COMPLETE THE FOLLOWING ::
1. Please set down, word for word, the part of the operating systems glossary that opens with the words containing "Policies: Rules and" and closes with "blocks called pages.".
2. In the operating systems glossary, rewrite more briefly the entry beginning "Virtual memory: A technique used", keeping its main facts.

TEXT SECTION ::
Managing memory: The process of allocating and managing memory resources for computer programs.
Peripherals: Devices that can be connected to a computer to enhance its functionality, such as a printer or a scanner.
Hardware interfaces: The physical connections and protocols that allow hardware devices to communicate with each other.
Time-slicing: A scheduling technique that allows multiple processes to share a single CPU by dividing the CPU time into slices.
Scheduling: The process of determining which programs or processes will run at what time on a computer.
Policies: Rules and guidelines that govern the behaviour of a computer system or its users.
Multitasking: The ability of an operating system to run multiple programs or processes simultaneously.
Virtual memory: A technique used by an operating system to enable a computer to use more memory than is physically available by temporarily transferring data from RAM to a hard disk.
Paging: A virtual memory management technique that divides memory into fixed-size blocks called pages.
Interrupt: A signal sent to a computer's CPU that temporarily stops the currently executing program or process to allow a higher-priority task to be performed.
Polling: A method used to check the status of a device or process by repeatedly sending requests for information.
Virtualize real devices: The process of creating a virtual version of a physical device, such as a network adapter or a hard drive.
Virtual drive letters: A mapping of a drive letter to a network share or other storage location.
Java virtual machine: A virtual machine that allows Java programs to run on different platforms without modification.

SUPPLIED ENTRIES ::
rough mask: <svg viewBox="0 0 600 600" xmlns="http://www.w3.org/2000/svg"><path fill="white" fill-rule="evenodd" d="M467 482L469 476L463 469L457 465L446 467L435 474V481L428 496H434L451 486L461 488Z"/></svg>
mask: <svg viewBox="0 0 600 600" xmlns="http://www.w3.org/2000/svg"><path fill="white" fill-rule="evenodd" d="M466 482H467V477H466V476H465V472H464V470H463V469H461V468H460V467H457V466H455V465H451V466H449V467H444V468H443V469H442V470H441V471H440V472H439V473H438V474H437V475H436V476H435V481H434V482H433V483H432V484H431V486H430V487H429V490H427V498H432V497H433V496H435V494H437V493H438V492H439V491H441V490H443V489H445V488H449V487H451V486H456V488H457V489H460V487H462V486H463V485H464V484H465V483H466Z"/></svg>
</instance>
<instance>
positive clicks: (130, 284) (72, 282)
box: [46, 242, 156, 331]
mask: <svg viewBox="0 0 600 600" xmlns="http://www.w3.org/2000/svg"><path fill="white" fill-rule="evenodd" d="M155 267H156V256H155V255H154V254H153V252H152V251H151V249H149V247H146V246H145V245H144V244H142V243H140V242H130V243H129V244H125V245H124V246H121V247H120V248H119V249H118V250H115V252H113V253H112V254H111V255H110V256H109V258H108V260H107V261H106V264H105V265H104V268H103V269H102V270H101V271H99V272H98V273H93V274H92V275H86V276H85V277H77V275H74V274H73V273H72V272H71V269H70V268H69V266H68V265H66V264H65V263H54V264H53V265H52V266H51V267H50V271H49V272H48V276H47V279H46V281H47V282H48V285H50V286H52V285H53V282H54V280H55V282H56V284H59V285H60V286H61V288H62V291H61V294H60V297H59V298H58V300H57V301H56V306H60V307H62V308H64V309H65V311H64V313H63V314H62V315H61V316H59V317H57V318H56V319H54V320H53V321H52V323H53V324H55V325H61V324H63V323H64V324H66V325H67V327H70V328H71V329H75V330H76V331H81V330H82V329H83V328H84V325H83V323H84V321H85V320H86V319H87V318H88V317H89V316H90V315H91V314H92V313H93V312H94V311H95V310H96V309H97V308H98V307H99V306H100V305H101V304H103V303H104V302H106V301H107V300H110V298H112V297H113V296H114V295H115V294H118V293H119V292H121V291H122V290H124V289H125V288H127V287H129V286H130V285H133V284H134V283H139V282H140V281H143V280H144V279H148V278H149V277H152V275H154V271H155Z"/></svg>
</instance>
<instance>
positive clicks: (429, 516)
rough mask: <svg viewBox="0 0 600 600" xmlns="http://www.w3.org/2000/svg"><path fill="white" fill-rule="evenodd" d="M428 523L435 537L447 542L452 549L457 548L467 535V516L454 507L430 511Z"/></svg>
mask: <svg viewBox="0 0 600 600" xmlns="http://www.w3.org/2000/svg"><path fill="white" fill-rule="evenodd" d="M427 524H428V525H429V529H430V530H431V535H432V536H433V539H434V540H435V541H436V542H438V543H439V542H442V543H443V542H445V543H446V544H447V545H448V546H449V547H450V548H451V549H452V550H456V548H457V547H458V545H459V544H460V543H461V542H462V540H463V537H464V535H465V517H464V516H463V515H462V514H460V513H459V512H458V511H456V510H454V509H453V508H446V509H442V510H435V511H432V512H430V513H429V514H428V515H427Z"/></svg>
--
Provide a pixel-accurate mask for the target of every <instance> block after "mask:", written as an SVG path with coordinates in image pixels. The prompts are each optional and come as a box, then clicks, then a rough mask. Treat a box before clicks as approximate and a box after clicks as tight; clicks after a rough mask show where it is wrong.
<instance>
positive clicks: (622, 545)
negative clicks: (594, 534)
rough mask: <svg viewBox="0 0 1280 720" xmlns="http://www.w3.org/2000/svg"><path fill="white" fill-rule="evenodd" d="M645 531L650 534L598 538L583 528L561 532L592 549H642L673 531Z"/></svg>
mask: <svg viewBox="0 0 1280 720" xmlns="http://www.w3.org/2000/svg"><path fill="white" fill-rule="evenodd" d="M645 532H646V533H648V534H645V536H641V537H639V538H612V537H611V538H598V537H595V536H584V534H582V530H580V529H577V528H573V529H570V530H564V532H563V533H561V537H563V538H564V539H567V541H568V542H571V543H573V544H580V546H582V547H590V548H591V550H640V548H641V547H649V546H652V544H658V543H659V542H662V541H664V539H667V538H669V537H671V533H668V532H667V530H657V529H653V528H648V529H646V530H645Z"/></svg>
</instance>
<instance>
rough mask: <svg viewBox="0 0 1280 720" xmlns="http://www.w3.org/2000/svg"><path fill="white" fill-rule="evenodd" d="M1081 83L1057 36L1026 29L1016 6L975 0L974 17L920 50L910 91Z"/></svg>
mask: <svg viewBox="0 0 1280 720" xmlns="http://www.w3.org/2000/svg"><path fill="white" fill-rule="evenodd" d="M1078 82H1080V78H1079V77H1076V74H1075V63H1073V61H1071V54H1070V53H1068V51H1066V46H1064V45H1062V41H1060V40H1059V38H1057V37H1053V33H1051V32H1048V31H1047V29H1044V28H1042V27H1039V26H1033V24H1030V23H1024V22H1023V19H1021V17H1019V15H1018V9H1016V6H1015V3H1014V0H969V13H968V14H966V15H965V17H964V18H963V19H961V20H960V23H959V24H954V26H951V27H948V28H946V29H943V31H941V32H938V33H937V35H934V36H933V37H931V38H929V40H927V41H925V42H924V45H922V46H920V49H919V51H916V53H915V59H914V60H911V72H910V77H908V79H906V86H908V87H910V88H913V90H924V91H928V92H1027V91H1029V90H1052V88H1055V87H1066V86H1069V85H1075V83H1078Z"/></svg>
* * *
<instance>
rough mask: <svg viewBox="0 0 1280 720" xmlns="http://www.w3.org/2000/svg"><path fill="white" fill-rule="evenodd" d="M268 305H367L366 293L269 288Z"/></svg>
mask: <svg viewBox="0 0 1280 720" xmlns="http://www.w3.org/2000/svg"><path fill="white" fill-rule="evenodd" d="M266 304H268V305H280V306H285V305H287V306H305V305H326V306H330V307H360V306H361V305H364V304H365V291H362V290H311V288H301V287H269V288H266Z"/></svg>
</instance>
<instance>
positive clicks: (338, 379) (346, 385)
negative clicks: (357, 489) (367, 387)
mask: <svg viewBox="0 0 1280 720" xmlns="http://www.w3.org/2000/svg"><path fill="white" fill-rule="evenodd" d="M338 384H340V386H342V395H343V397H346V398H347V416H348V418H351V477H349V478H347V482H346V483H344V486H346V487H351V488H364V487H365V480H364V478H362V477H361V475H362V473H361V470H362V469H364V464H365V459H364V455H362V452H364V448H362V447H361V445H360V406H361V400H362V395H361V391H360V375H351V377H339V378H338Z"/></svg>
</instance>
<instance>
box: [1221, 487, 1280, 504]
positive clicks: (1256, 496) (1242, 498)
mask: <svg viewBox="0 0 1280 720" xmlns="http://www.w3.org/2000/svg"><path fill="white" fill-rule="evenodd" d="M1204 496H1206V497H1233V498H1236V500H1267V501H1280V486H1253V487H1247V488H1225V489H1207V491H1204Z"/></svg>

TASK-BY-TASK OUTPUTS ::
1.
Policies: Rules and guidelines that govern the behaviour of a computer system or its users.
Multitasking: The ability of an operating system to run multiple programs or processes simultaneously.
Virtual memory: A technique used by an operating system to enable a computer to use more memory than is physically available by temporarily transferring data from RAM to a hard disk.
Paging: A virtual memory management technique that divides memory into fixed-size blocks called pages.

2. Virtual memory: an operating system technique that lets a computer use more memory than it physically has by temporarily moving data from RAM to a hard disk.